======== MATERIAL FOR THIS TASK ========

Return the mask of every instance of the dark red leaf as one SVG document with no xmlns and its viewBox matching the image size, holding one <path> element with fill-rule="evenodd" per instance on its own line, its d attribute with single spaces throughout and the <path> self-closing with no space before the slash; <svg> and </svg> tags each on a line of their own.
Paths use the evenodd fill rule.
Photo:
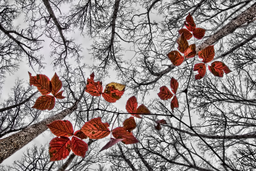
<svg viewBox="0 0 256 171">
<path fill-rule="evenodd" d="M 67 158 L 69 154 L 71 141 L 65 137 L 56 137 L 51 141 L 49 146 L 50 161 L 57 161 Z"/>
<path fill-rule="evenodd" d="M 73 135 L 73 126 L 71 123 L 67 120 L 57 120 L 46 125 L 52 132 L 57 137 L 68 137 Z"/>
<path fill-rule="evenodd" d="M 116 144 L 120 142 L 121 141 L 124 140 L 124 138 L 120 139 L 116 139 L 111 138 L 110 141 L 108 141 L 107 144 L 105 145 L 104 147 L 102 147 L 101 150 L 100 151 L 100 152 L 103 151 L 104 150 L 107 150 L 108 148 L 111 147 Z"/>
<path fill-rule="evenodd" d="M 196 75 L 195 77 L 196 80 L 200 79 L 205 75 L 206 72 L 205 64 L 204 63 L 197 63 L 194 66 L 193 71 L 197 71 L 198 72 L 198 74 Z"/>
<path fill-rule="evenodd" d="M 86 152 L 88 150 L 87 143 L 75 137 L 72 137 L 71 142 L 71 149 L 74 154 L 84 157 Z"/>
<path fill-rule="evenodd" d="M 231 72 L 225 64 L 220 61 L 215 61 L 211 66 L 208 66 L 209 70 L 214 76 L 222 77 L 224 72 L 227 74 Z"/>
</svg>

========

WHAT IS REQUIRED
Lay out the rows above as a numbered list, one line per item, with blank lines left out. Leave the pictures out of the answer.

CORRECT ANSWER
1. Return the mask of every instance of the dark red leaf as one SVG document with no xmlns and its viewBox matching the image size, holding one <path> element with fill-rule="evenodd" per instance on its own line, its d attribute with single spaces throughout and the <path> self-closing with no space before the slash; <svg> and </svg> tags each on a line of their own.
2. Paths use the evenodd fill rule.
3. Photo:
4. <svg viewBox="0 0 256 171">
5. <path fill-rule="evenodd" d="M 67 158 L 69 154 L 71 141 L 65 137 L 56 137 L 51 141 L 49 146 L 50 161 L 57 161 Z"/>
6. <path fill-rule="evenodd" d="M 73 135 L 73 126 L 71 123 L 67 120 L 57 120 L 46 125 L 52 132 L 57 137 L 68 137 Z"/>
7. <path fill-rule="evenodd" d="M 116 144 L 120 142 L 121 141 L 124 140 L 124 138 L 120 139 L 116 139 L 111 138 L 110 141 L 108 141 L 107 144 L 105 145 L 104 147 L 102 147 L 101 150 L 100 151 L 100 152 L 103 151 L 104 150 L 107 150 L 108 148 L 111 147 Z"/>
8. <path fill-rule="evenodd" d="M 196 75 L 195 77 L 196 80 L 200 79 L 205 75 L 206 72 L 205 64 L 204 63 L 197 63 L 194 66 L 193 71 L 197 71 L 198 72 L 198 74 Z"/>
9. <path fill-rule="evenodd" d="M 86 152 L 88 150 L 87 143 L 75 137 L 72 137 L 71 142 L 71 149 L 74 154 L 84 157 Z"/>
10. <path fill-rule="evenodd" d="M 231 72 L 225 64 L 220 61 L 215 61 L 211 66 L 208 66 L 209 70 L 214 76 L 222 77 L 224 72 L 227 74 Z"/>
11. </svg>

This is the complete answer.